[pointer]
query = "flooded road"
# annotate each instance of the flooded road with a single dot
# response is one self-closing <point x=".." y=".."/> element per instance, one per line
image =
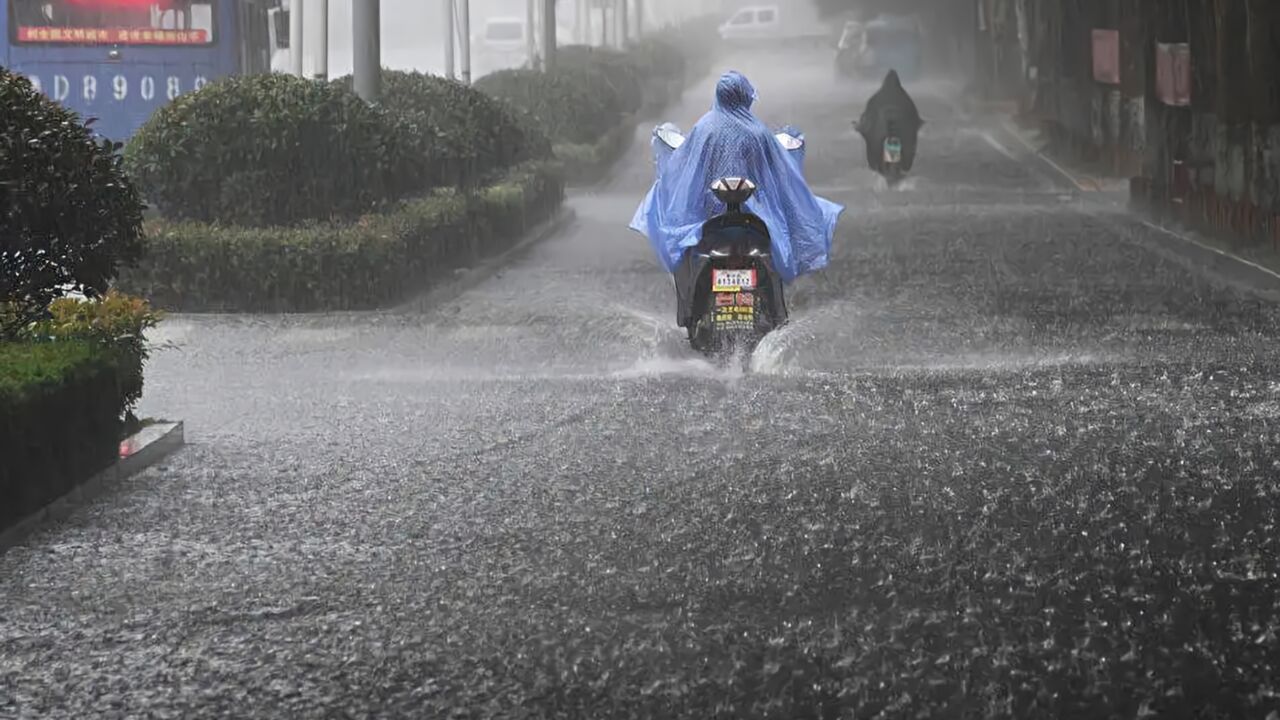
<point x="534" y="501"/>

--------------------------------

Problem to work on: Copy out all the entries above, replacing "flooded road" with "submerged road" and keeping everything else the same. Leave the pictures out.

Correct result:
[pointer]
query = "submerged road"
# annotate each instance of the submerged road with a single dot
# response is one self-closing <point x=".." y=".."/> element per instance, one per line
image =
<point x="534" y="501"/>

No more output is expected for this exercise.